→ **DATASET ROWS**:
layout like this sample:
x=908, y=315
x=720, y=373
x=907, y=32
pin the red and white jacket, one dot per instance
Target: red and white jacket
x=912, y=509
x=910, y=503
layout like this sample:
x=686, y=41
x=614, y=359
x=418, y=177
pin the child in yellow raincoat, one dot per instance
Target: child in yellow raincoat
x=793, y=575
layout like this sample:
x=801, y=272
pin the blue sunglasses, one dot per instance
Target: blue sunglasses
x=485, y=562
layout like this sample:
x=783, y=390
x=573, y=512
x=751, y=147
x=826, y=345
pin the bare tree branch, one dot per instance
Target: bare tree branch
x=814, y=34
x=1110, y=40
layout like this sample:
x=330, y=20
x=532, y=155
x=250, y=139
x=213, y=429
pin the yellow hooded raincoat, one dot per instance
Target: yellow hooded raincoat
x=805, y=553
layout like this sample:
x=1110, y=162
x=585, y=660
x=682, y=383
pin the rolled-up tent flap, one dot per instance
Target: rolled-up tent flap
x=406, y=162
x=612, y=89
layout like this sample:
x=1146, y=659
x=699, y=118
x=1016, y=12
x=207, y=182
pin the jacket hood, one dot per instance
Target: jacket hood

→ **TO BE DONE**:
Retype every line of the data above word for word, keeping the original order and line breaks.

→ **RESULT**:
layout like this sample:
x=908, y=315
x=720, y=373
x=907, y=32
pin the red and white jacket, one dot per instance
Target: red and white jacket
x=912, y=509
x=910, y=503
layout like this sample:
x=686, y=41
x=614, y=359
x=418, y=177
pin the child in yellow raincoat, one dot per instance
Target: child in yellow raincoat
x=793, y=575
layout like this sample:
x=801, y=272
pin the blue sunglasses, one dot per instance
Target: blue sunglasses
x=485, y=562
layout like this sample:
x=783, y=390
x=573, y=512
x=751, y=147
x=826, y=345
pin the bare tree branch, one dot per instance
Target: bare tree branch
x=814, y=34
x=1110, y=40
layout like this sample:
x=330, y=20
x=532, y=155
x=250, y=139
x=213, y=429
pin the yellow hooded raincoat, one dot per instance
Target: yellow hooded raincoat
x=805, y=553
layout like this sample:
x=1110, y=162
x=585, y=660
x=682, y=383
pin the rolled-up tent flap, one dot per instance
Target: rolled-up tent flap
x=406, y=162
x=612, y=89
layout like this sample:
x=1146, y=659
x=699, y=118
x=1016, y=12
x=207, y=182
pin the jacket hood, one dot per instance
Target: jacket hood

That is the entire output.